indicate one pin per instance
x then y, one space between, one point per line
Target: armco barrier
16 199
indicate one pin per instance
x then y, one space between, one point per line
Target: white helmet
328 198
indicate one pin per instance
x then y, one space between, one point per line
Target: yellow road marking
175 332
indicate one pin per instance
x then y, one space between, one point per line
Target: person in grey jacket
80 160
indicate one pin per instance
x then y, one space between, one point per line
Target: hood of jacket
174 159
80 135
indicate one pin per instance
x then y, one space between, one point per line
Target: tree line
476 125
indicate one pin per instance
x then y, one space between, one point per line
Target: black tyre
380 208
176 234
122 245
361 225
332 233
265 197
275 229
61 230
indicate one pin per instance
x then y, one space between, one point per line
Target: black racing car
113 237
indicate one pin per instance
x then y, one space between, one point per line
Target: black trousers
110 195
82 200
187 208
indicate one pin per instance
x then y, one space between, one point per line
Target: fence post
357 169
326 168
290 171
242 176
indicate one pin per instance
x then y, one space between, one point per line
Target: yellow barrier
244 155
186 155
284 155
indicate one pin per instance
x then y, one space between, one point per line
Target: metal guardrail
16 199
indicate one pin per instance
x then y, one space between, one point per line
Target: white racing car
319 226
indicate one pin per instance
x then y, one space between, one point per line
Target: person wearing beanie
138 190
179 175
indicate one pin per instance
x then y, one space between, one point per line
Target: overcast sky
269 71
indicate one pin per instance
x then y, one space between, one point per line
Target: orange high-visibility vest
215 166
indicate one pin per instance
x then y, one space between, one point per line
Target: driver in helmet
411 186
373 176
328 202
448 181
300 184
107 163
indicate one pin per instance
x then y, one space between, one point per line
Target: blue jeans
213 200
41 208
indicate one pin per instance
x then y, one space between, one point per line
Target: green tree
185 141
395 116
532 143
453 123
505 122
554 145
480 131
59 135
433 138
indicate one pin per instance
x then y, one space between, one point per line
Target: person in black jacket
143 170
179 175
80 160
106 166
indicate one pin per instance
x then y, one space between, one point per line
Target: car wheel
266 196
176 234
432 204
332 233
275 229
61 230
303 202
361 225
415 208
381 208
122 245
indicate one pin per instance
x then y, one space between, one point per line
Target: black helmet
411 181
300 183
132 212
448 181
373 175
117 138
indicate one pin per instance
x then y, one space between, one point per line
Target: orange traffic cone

============

Written instruction: The whole listing above needs to be written out again exactly.

Result:
indicate one pin per instance
x then y, one space between, one point per line
Target: armco barrier
16 199
indicate one pin per instance
x then y, one space between, one point per line
Target: white helmet
328 198
indicate one pin per instance
x then y, one space between, one point per line
Target: yellow road marking
175 332
indicate one pin per instance
x then y, one space between, one point per line
Target: person in grey jacket
80 160
indicate one pin per instance
x then y, one space between, one point per line
Target: hood of jacket
174 159
80 135
indicate one pin per instance
x then y, one space between, one point per line
Target: tree line
476 125
indicate one pin per instance
x then y, one space between, one point per line
Target: black tyre
380 208
176 234
122 245
361 225
332 233
265 197
275 229
61 230
indicate one pin per instance
x then y, one space between, one point per line
Target: black racing car
113 237
indicate one pin per instance
x then y, one space between, one point per line
Target: black trousers
110 195
82 200
187 208
indicate one pin per instance
x then y, one space between, one point per line
Target: fence post
357 169
326 168
290 171
242 176
indicate one pin per instance
x then y, one space between, one point per line
Target: yellow barrier
244 155
186 155
284 155
indicate one pin per instance
x then y, one space between, one point per line
Target: metal guardrail
16 199
indicate one pin per instance
x then y, one space between, one point per line
Target: white racing car
319 226
indicate one pin per instance
x then y, one space between, one point per line
Target: person wearing beanie
138 190
179 175
indicate one pin per instance
x then y, one space between, one point per line
Target: overcast sky
269 71
indicate one pin per instance
x then y, one space between, one point per line
Target: orange high-visibility vest
215 166
indicate one pin per instance
x then y, one space between, one point per line
Target: driver in helmet
411 186
373 176
328 202
448 181
300 184
107 163
indicate one pin per instance
x then y, one space between, one point per line
Target: blue jeans
213 200
41 208
indicate one pin per instance
x then y, one space between, one point per line
Target: green tree
185 141
395 116
532 143
453 123
505 122
554 145
480 131
59 135
433 138
indicate one pin per instance
x then y, one space between, one point per line
Target: person in black jacket
143 170
179 175
80 160
106 166
indicate one pin per instance
x then y, one space between, one point per line
Target: car wheel
266 196
176 234
432 204
332 233
275 229
61 230
303 202
361 225
415 208
381 208
122 245
indicate one pin per instance
x then y, one space between, one point per line
Target: black helmet
411 181
300 183
132 212
448 181
373 175
117 138
indicate one pin per instance
x then y, one space between, one point per line
Target: orange traffic cone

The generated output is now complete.